---------- EXTRACTED MATERIAL ----------
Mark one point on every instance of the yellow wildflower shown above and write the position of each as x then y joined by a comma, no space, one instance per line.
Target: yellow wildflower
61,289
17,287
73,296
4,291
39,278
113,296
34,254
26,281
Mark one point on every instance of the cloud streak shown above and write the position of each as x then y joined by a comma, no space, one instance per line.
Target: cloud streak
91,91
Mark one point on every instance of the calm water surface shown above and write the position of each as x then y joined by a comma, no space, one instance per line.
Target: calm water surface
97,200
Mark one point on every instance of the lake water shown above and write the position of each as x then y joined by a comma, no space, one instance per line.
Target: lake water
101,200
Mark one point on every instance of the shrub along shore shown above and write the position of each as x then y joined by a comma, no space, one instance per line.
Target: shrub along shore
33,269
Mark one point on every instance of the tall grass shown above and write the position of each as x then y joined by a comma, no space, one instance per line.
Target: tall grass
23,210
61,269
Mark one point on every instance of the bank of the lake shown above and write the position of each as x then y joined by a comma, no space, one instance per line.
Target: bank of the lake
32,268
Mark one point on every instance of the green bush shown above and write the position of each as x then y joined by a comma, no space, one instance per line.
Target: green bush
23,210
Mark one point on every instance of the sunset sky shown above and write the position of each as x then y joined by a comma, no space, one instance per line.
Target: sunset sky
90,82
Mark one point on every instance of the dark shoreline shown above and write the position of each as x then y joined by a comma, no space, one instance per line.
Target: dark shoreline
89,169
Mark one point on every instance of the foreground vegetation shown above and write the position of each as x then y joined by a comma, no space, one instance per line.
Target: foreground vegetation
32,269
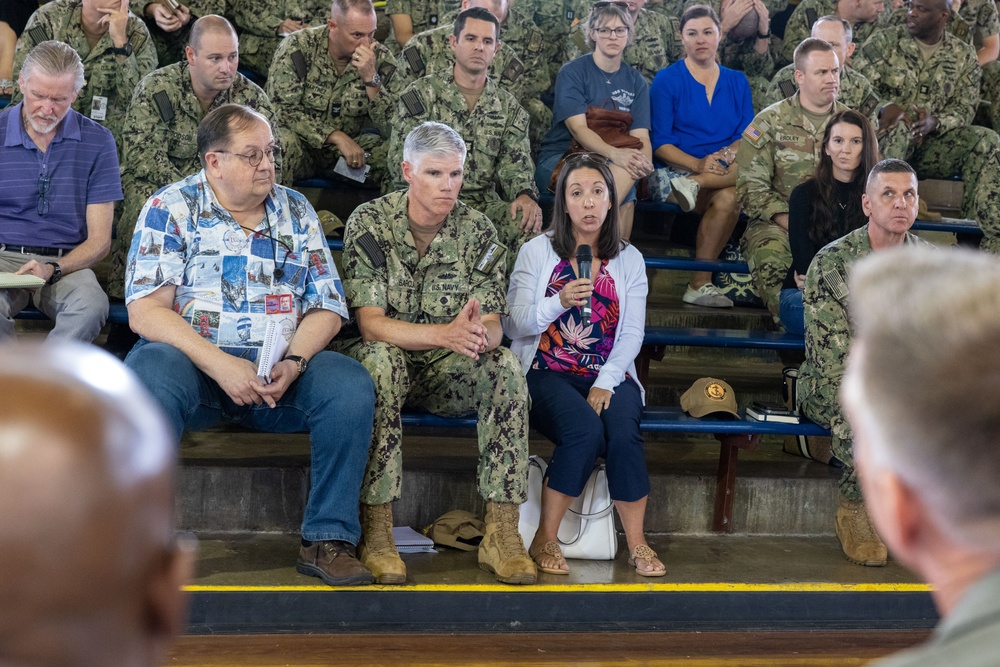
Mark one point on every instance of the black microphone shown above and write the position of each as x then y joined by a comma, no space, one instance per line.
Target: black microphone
583,259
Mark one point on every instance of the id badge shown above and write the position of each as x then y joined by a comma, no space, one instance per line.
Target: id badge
99,108
275,304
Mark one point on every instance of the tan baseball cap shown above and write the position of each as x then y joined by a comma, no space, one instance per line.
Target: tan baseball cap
458,529
708,395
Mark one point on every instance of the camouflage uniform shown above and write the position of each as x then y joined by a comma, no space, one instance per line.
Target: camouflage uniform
957,25
106,74
828,337
424,14
429,54
528,42
257,21
161,146
170,45
498,167
855,91
947,85
382,269
553,18
313,101
778,150
655,43
806,13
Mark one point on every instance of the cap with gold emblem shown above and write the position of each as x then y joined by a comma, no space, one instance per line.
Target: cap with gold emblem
708,395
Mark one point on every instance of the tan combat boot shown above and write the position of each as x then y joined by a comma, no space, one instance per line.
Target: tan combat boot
376,549
857,535
502,552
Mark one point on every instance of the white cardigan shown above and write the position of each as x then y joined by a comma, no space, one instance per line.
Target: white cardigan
531,312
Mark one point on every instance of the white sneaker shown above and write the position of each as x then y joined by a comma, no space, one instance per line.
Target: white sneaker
708,295
685,192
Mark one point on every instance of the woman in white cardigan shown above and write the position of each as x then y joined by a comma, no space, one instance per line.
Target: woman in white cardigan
581,374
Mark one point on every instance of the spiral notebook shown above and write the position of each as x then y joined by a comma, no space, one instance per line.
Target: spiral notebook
272,352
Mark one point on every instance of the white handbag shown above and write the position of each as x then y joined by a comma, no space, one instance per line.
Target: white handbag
587,530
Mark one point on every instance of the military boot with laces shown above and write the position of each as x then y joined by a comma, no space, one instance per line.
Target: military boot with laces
502,552
857,535
377,550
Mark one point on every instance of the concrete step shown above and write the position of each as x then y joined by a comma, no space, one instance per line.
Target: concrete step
240,482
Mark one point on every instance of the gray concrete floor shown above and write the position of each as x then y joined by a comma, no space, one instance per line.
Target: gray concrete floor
269,560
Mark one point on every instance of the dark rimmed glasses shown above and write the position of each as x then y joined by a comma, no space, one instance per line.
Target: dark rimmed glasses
255,155
42,207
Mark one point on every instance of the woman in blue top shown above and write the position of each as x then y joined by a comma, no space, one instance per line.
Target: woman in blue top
601,79
699,110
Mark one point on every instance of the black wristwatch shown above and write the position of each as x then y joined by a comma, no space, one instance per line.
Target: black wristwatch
56,273
123,51
302,362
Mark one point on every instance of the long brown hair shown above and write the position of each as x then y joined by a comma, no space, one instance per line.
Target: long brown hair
824,225
609,241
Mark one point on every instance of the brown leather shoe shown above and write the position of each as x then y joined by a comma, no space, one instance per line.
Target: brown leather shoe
333,561
377,550
502,552
857,536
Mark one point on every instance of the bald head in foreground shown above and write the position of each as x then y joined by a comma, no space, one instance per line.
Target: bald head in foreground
921,389
90,570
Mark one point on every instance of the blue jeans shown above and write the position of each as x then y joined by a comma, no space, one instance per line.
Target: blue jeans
559,410
543,173
334,401
790,311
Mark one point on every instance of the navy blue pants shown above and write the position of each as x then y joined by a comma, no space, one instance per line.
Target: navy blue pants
559,410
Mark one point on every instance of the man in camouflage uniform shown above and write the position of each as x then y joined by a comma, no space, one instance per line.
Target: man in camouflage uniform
890,202
855,91
554,18
499,179
332,86
412,17
262,25
116,55
424,277
748,53
863,15
171,28
779,150
655,42
430,54
161,126
929,103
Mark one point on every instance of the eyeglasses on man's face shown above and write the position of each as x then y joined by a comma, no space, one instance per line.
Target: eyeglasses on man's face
256,155
620,31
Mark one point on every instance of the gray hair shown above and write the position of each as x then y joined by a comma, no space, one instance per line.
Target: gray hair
598,16
54,59
434,139
923,379
844,23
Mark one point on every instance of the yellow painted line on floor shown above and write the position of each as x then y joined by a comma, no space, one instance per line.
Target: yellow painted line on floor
801,587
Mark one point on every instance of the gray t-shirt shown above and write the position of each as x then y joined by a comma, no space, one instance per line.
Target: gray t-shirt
581,83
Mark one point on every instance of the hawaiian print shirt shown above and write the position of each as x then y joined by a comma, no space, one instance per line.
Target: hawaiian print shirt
230,285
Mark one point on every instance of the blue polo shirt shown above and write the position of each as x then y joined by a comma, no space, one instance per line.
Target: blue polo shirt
82,166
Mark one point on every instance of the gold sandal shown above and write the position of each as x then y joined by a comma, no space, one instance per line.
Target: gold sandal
645,553
550,548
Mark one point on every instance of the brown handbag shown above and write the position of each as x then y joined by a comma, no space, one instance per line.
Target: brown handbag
611,125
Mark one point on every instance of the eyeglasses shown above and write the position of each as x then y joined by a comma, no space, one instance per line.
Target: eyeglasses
42,207
586,158
255,155
620,31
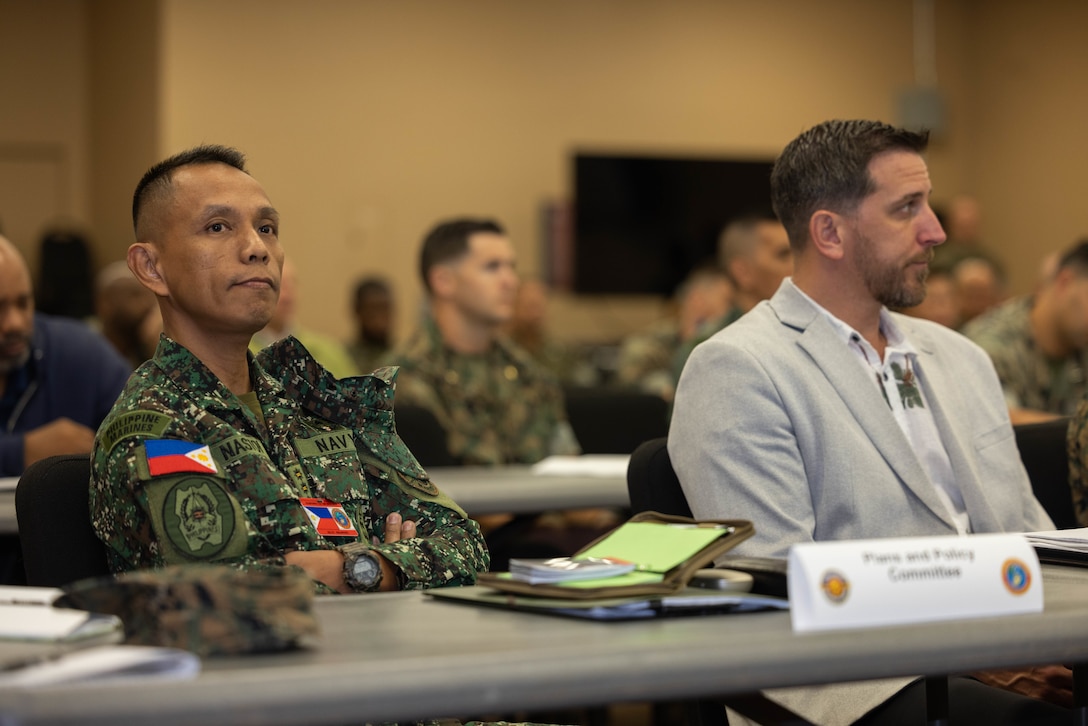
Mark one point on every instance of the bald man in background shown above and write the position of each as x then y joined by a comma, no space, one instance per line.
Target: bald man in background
58,378
58,381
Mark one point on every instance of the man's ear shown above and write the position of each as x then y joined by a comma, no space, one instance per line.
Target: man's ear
826,231
443,280
740,270
144,262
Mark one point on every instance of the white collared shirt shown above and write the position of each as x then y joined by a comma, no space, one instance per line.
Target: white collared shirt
898,378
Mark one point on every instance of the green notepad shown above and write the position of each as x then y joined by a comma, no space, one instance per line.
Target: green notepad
654,546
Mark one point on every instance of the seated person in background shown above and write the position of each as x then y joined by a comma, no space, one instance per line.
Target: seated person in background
----------
GOAL OF THE EXERCISE:
Switch every "Target" in the records to "Label", leaving everything else unchanged. Reproduce all the records without the pictures.

COMPLETE ANSWER:
Mark one point on every instance of the yellow wildflower shown above and write the position of each as x then y joined by a comma, no space, one instance per line.
Label: yellow wildflower
61,289
17,287
73,296
4,291
39,278
113,296
34,254
26,281
Mark one point on every instance of the cloud streak shown above and write the position of each as x then y joined by a comma, no space, one instance per line.
Label: cloud streak
91,91
Mark one point on every instance of the calm water surface shown above and write the position of each as x then y joined by a comma, no space, one instance per line.
Label: calm water surface
97,200
Mark one point on every instance of the lake water shown above and write the position of each as x then y joined by a comma, no space, one instance per line.
Label: lake water
101,200
Mark one point on every instance of the shrub along shore shown above and write the position of each as x then y joined by a comma, no space, one instance per line.
Label: shrub along shore
33,269
Mark one point on every instance of the tall grass shown above and write the position of each as x then y joined by a comma, no space, one instance per line.
Label: tall grass
23,210
61,269
Mark one point on every instance of the bank of the lake shown above and write the position of each as x then y joined by a comma, no space, one instance per line.
Label: bank of the lake
32,268
Mark one point on every instance of the green bush shown above and write the position of each as x then y joined by a comma, no space, one instance per line.
Label: green bush
23,210
Mark one point on every instance of the sunset sky shown above and write the position of each as x then y joined by a comma, no space, one instance per line.
Label: sunset sky
90,82
Mark one point on every instance of the dark shoreline shown above and write the position of each as x then y joined by a comma, no space, one instance per line.
Label: dark shoreline
89,169
Mark one point on every instance of the foreground vegetation shown above and write the position of each as x then y joined by a comma, no space, one instance per line.
Label: foreground vegetation
32,269
Mark one point on every instance of the black microphone shown above and write the position of each as x then y joined by a comma, no space, one instance per line.
Label: black microphone
583,259
Mark one point on every instance of the id badge shown above and write the position of each as x then y joined by a comma, no space, one instance per line.
Label: id badge
99,108
275,304
Mark one point on every instance of the tan baseball cap shown above and write the position of each as x then y joined by a comma, no space, one instance per line.
Label: tan baseball cap
458,529
708,395
Mark one point on every instance of the camouflage uniform shown above and write the position of each as x then y joined by a comma, no space, one instance per line.
Label: camouflage uniform
957,25
106,74
828,337
424,14
429,54
528,42
257,21
161,146
170,45
498,167
855,91
947,85
382,269
553,18
313,101
778,150
655,43
806,13
Mark one point on every instance of the cap with gold emblem shown above and write the position of each as x then y joined by a comma, no space, one instance per line.
Label: cap with gold emblem
708,395
Mark one point on every instance of the tan combat boot shown above and write the position of each as x then y joined by a comma, no space, one instance per line.
Label: tan combat boot
376,549
857,535
502,552
Mark one point on every instance of the white cardigan shown above and write the position of each as x then y joined by a comma, no space, one instance per line.
Label: white cardigan
531,312
Mark one point on every instance of the white sneaker shown above and write the position of each as x then y joined by a comma, no space, one instance per line.
Label: white sneaker
708,295
685,192
Mark one point on every instance of the woman in white cardigan shown above and write the position of each as x then y joined by a comma, no space, one instance per line.
Label: woman in white cardigan
581,374
Mark one point on every instance of the spiral notebook shown above and write the position of each as x then y joined by a comma, no space, one instance per line.
Label: spiral notebook
272,352
Mark one point on every instance of the white handbag shown above and write the position of each as x then y joined by a comma, no space, one instance per line.
Label: white handbag
587,530
Mark one point on every instance of the military boot with laces shown above and write the position of each as x then y joined by a comma, no space, one instance per line.
Label: military boot with laces
502,552
857,535
377,550
Mark one point on every instance of the concrete step shown above and write the position of each as x then y joined by a comma, no space, one instance per line.
Label: concrete step
240,482
Mark one point on every instance of the gray concrete floor shown above and write the position of each as x then y joined by a comma, no space, one instance per line.
Label: gray concrete floor
269,560
Mark one point on every instance of the dark rimmed glasses shown above and write the position of each as x then y joined by a comma, no space, one instance per line.
Label: dark rimmed glasses
255,155
42,207
Mark one point on every instance of the woman in blue top shown above and write the position of each as x then y joined by a comma, no space, one instance per line.
Label: woman in blue top
601,79
699,110
Mark one point on every instance of the black wristwatch shown above and write the position of each as x then y joined by a comma, no space, one instance per line.
Label: black wristwatch
56,273
123,51
302,362
Mark one point on every instance of the long brown hair shown above and write the position of each as x then y joined by a comma, no space, one instance per line.
Label: long brown hair
824,225
609,241
Mark one point on every instance of the brown leather shoe shown above and write the position of each as x then y joined by a comma, no space, one instance per line.
Label: brown leather shoe
333,561
377,550
502,552
857,536
Mark one point on every instance of the bald head in foreground shown above and write the position of each as x then y joined by a comma, no space, one instance per line.
Label: bald head in foreground
921,389
90,570
Mark one point on every instance of the blue jeans shown above and write the position of each as x then y joined by a comma, no space, one instance per line.
Label: blue jeans
559,410
543,173
334,401
790,311
Mark one point on every instance of the navy blue pants shown above and write the position of each as x then y joined by a comma, no space, one instance per line.
Label: navy blue pants
559,410
Mark one point on every instance of the man in camouflage uniform shown above and write the position of each as x then y joined by a comma, no space, one instance per line.
Label: man in camouflage uniform
890,202
855,91
554,18
499,179
332,86
412,17
262,25
116,55
424,277
748,53
863,15
171,28
779,150
655,42
430,54
161,126
929,103
Mark one point on every instance of the eyeglasses on man's face shown above and write the position of each as x then y joined by a comma, no space, one instance per line.
Label: eyeglasses on man's face
256,155
620,31
Mark one point on every instance of the gray hair shown above and write the position of each as x then y joined by a comma, no space, one instance per line.
Label: gray hair
598,16
54,59
434,139
923,379
844,23
Mark one point on every instance of the yellow painted line on floor shown above and write the position of each as x then y joined by a comma, no space, one instance per line.
Label: yellow painted line on floor
801,587
Mark one point on every instance of the gray t-shirt shown above and write the position of each as x then y joined by a comma, no space, one instance per line.
Label: gray t-shirt
581,83
Mark one point on every instance of the hawaiian print shirt shown above and write the position of each as x then y joined by a comma, no space, one instance per line.
Label: hawaiian print shirt
230,285
Mark one point on every instance of the blue polo shirt shown above and write the position of each as x then y joined by a comma, no space, one instance per line.
Label: blue polo shirt
82,166
Mark one point on every instance of the gold sandal shown above and write the position of each as x then y joined by a comma, no space, one instance per line.
Label: gold sandal
645,553
550,548
Mark one point on every instance of the brown handbag shown above and write the position of each as x then y joined by a comma, no space, one instance per line.
Label: brown handbag
611,125
Mark one point on every instance of the eyeglasses shown above and write the position of each as x then y joined by a comma, no space, one instance per line.
Label: eyeglasses
42,207
586,158
255,155
620,31
Mark one point on every instance of the bald man in background shown above and write the position of each as x then y joined by a comma, no space, one instance per line.
Label: bald man in background
58,378
58,381
Mark one point on every instance of the man's ear shown above and write the position of each as x then y joined by a comma, no space, one instance per line.
Label: man's ear
826,231
443,280
740,270
144,262
Mark one point on every instance of the white collared shirt shown above and write the position of each as x then y joined by a comma, no space, one instance per line.
Label: white collared shirt
898,378
Mark one point on every instance of the green notepad shown above and write the position of each as x then y joined by a comma, no space, one instance per line.
Label: green notepad
654,546
Mark one point on every instance of the seated person in background shown above and write the position of each as x then y joined by a comma, no space, one instance per line.
Label: seated person in background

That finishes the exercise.